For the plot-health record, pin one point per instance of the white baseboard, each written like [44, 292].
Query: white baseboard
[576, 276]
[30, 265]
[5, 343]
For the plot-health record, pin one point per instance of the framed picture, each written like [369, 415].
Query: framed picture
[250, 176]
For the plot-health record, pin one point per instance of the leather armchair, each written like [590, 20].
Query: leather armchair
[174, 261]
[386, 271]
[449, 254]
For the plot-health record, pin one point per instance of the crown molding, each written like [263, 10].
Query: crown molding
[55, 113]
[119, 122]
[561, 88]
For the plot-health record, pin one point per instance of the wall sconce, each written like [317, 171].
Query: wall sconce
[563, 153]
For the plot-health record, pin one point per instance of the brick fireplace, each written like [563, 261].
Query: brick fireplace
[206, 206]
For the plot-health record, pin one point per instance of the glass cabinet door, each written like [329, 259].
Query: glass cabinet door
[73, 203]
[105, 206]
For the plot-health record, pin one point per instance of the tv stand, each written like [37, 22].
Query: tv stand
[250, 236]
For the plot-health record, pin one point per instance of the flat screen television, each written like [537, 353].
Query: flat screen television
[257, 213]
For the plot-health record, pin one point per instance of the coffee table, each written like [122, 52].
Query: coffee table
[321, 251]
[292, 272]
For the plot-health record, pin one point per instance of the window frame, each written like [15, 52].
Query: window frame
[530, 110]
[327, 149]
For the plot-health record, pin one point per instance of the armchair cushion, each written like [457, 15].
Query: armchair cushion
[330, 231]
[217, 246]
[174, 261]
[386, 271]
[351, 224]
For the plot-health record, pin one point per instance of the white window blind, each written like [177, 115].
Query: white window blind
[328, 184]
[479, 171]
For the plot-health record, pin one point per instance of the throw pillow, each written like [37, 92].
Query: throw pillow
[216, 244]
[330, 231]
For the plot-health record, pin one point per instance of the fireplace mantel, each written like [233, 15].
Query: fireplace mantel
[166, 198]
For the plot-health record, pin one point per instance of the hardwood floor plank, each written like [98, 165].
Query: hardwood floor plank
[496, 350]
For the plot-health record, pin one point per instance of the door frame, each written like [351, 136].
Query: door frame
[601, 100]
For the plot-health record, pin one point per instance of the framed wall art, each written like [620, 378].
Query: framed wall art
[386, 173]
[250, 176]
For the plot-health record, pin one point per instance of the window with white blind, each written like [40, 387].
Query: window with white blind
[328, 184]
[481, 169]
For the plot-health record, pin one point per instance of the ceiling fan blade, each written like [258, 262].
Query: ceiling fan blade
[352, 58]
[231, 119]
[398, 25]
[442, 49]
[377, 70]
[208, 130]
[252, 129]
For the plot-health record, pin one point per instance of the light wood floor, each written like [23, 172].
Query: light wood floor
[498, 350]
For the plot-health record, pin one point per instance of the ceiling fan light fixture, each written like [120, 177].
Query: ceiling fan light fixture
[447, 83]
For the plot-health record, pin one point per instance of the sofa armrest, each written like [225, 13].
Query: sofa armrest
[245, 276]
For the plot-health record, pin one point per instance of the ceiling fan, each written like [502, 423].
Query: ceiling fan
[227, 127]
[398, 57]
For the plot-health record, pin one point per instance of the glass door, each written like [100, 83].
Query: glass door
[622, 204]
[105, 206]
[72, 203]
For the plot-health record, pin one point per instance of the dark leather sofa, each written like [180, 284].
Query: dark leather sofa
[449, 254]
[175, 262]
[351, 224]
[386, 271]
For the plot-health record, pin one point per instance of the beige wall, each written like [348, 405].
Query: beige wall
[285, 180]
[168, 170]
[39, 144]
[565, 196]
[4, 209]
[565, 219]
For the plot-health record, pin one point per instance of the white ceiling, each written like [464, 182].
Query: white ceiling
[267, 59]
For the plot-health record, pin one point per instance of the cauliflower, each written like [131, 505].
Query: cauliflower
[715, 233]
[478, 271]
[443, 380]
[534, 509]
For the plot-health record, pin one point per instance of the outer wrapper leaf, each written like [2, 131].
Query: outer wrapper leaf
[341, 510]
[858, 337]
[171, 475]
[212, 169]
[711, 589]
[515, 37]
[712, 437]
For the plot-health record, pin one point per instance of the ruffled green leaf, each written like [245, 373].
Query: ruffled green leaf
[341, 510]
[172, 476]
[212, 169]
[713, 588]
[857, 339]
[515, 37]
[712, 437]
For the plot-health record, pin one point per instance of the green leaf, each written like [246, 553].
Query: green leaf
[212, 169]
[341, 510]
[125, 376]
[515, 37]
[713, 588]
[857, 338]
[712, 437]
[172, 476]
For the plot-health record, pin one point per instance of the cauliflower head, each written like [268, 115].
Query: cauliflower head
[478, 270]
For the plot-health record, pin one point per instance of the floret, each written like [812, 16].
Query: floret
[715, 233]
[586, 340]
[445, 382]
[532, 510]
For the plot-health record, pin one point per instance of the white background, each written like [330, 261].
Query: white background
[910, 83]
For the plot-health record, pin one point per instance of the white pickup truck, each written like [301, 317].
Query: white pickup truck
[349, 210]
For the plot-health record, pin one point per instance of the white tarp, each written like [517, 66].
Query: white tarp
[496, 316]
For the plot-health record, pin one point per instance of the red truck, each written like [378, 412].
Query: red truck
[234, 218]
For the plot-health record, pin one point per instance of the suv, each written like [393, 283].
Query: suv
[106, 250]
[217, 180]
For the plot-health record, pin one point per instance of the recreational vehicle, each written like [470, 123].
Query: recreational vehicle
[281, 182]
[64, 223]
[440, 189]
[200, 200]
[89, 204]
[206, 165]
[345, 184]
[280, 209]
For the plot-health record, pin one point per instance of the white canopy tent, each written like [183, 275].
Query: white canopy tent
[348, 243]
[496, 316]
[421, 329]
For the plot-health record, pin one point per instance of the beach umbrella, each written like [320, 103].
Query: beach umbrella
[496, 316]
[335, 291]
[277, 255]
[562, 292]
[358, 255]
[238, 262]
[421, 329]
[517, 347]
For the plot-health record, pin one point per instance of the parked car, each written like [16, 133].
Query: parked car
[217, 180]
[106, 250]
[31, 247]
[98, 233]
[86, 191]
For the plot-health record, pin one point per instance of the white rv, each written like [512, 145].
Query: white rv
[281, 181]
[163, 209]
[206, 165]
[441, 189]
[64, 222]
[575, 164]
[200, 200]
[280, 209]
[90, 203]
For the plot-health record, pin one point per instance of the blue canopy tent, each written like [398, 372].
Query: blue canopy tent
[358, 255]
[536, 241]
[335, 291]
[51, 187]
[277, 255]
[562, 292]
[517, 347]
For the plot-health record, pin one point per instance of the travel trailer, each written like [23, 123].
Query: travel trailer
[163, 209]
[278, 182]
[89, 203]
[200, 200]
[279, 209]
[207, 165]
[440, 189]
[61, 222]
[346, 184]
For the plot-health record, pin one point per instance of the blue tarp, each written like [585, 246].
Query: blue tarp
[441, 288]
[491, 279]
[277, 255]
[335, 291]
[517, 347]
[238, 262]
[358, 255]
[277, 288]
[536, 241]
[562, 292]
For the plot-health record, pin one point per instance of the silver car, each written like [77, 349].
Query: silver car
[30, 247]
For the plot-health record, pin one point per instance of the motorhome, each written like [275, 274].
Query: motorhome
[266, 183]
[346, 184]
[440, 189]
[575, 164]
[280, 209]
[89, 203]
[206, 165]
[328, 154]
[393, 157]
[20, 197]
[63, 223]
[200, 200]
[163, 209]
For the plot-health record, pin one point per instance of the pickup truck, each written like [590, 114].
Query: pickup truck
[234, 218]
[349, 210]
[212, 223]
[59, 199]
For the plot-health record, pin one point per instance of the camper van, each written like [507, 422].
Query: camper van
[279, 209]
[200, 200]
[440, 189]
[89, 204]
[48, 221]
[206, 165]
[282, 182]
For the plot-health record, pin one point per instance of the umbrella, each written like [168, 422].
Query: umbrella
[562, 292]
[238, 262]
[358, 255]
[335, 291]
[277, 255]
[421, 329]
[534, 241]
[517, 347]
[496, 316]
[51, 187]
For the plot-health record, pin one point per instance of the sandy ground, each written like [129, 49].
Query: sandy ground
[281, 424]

-=-=-=-=-

* _WORK INSTRUCTIONS_
Reproduce only the rows from the line containing "like [23, 123]." through the last row, with every "Query" changed to "Label" and everything else left as it is.

* _EXERCISE SOLUTION_
For the plot-health record, pin one point per instance of the travel trailer, each written like [23, 123].
Label: travel trailer
[163, 209]
[278, 182]
[89, 203]
[200, 200]
[279, 209]
[207, 165]
[440, 189]
[61, 222]
[346, 184]
For the plot-health record, pin one point per instance of the blue tarp, each written like [585, 246].
Label: blue tarp
[441, 288]
[491, 279]
[277, 255]
[335, 291]
[517, 347]
[238, 262]
[358, 255]
[277, 288]
[536, 241]
[562, 292]
For the plot-health record, pin one point per instance of the silver car, each written like [77, 349].
Label: silver car
[30, 247]
For the plot-health record, pin one point per instance of the motorhome, each written like [275, 274].
Label: motorhome
[266, 183]
[346, 184]
[440, 189]
[575, 164]
[280, 209]
[89, 203]
[206, 165]
[328, 154]
[393, 157]
[20, 197]
[63, 223]
[200, 200]
[163, 209]
For the plot-health record, pin one point per instance of the pickup truck, each written like [590, 114].
Label: pickup truck
[234, 218]
[349, 210]
[212, 223]
[59, 199]
For the plot-health record, pin one point per instance of the camper van, each written like [507, 422].
Label: camper van
[279, 209]
[200, 200]
[440, 189]
[89, 204]
[48, 221]
[206, 165]
[282, 182]
For the plot-health record, pin one point per instance of the umbrella, each written like [168, 422].
Label: umbrella
[562, 292]
[238, 262]
[358, 255]
[335, 291]
[277, 255]
[421, 329]
[534, 241]
[517, 347]
[496, 316]
[51, 187]
For the plot-health record, pin one point per instance of the sandy ground, each written like [129, 49].
Label: sandy ground
[281, 424]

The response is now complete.